*** Text section ***

Munch is often associated with Symbolism, a movement in literature and the visual arts that emerged in the 1880s. Influenced by the contemporary interest in spirituality and psychology, and in protest against naturalistic depictions of the real world, Symbolist artists turned their attention towards spirituality and the unconscious.
Some decades later, in 1924, the French poet Andre Breton wrote his "Manifesto of Surrealism", in which he argued that art should transform society by uniting the worlds of dreams and reality. In order to succeed, wrote Breton, artists must free themselves from rational and moral concerns, and seek to tap into the revolutionary power of the unconscious mind. This would open the way to a new understanding of personal experience and identity.
David Lomas was until 2018 Professor of Art History at the University of Manchester. From 2002 until 2007, he was co-director of the AHRB Research Centre for Studies of Surrealism and its Legacies. His PhD thesis, The Haunted Self: Surrealism, Psychoanalysis, Subjectivity, was published by Yale University Press (2000). Among his many publications on Surrealism, the book Simulating the Marvellous: Surrealism, Psychology, Postmodernism (2013) explores Surrealism's links to late nineteenth-century art, literature and science. Lomas has curated two major exhibitions on Surrealism and is a painter as well as an art historian.

*** End of Text section ***
*** Raw data ***

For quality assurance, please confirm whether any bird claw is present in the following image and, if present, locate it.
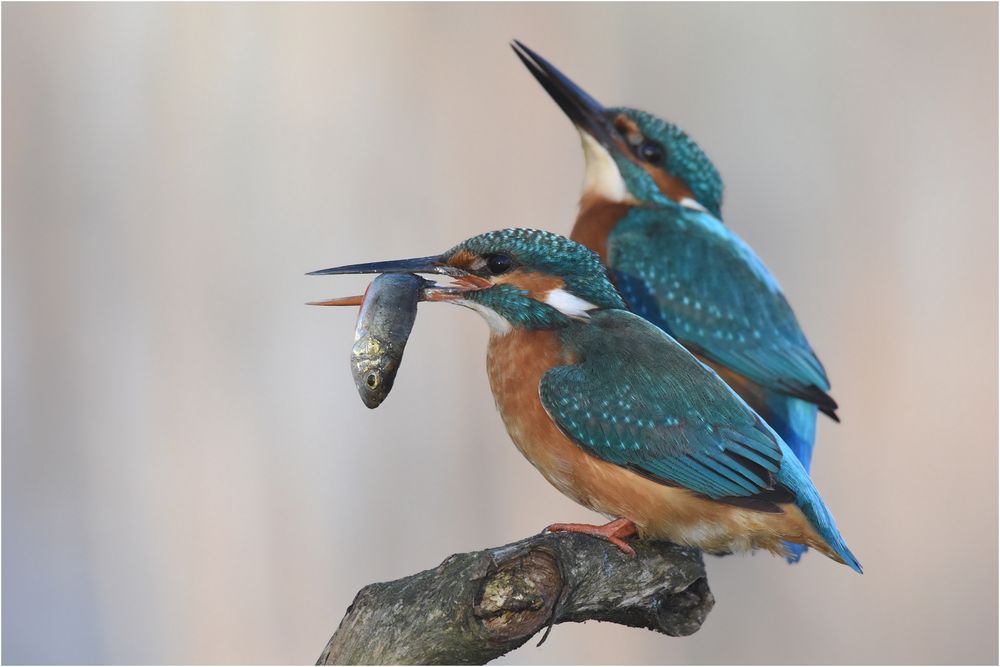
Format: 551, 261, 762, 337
542, 518, 638, 556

*** End of Raw data ***

Activity |
From the text about Symbolism and Surrealism, output word for word the part that begins at the words "David Lomas was" and stops after the words "an art historian.".

Task result |
David Lomas was until 2018 Professor of Art History at the University of Manchester. From 2002 until 2007, he was co-director of the AHRB Research Centre for Studies of Surrealism and its Legacies. His PhD thesis, The Haunted Self: Surrealism, Psychoanalysis, Subjectivity, was published by Yale University Press (2000). Among his many publications on Surrealism, the book Simulating the Marvellous: Surrealism, Psychology, Postmodernism (2013) explores Surrealism's links to late nineteenth-century art, literature and science. Lomas has curated two major exhibitions on Surrealism and is a painter as well as an art historian.